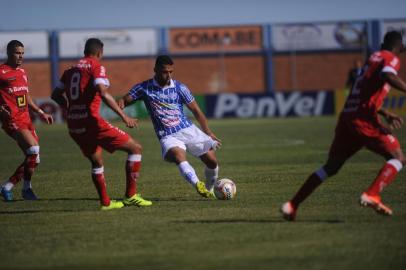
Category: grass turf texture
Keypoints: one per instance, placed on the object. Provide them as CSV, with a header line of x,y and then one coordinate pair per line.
x,y
267,158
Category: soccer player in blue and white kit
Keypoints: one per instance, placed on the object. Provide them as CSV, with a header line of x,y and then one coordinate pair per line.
x,y
164,99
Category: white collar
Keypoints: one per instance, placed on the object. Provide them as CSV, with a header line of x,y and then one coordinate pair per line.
x,y
171,85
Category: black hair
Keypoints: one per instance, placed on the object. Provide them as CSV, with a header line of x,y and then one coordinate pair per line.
x,y
162,60
12,45
391,39
93,46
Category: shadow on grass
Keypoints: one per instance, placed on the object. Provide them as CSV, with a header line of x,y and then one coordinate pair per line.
x,y
239,220
179,199
22,212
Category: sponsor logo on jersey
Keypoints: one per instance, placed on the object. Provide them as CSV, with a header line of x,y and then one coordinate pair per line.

Directions for this task: The copy should run from the first line of the material above through the line with "Category: black hair", repeated exactly and without pictures.

Response box:
Category: grass turf texture
Keypoints: one per instance, placed on the object. Provide them as CSV, with a header line of x,y and then one coordinate pair per line.
x,y
267,158
Category: soccer player in blue and white kit
Keypoints: one per instance, placed on the object. Provide them as CSV, with a header line of x,y and then one coordinate pair per line.
x,y
164,99
Category: white collar
Keypoints: one per instance, placed on the object. Provide them as CSV, with a header line of x,y and then one coordinate pair per line.
x,y
171,85
Category: black hair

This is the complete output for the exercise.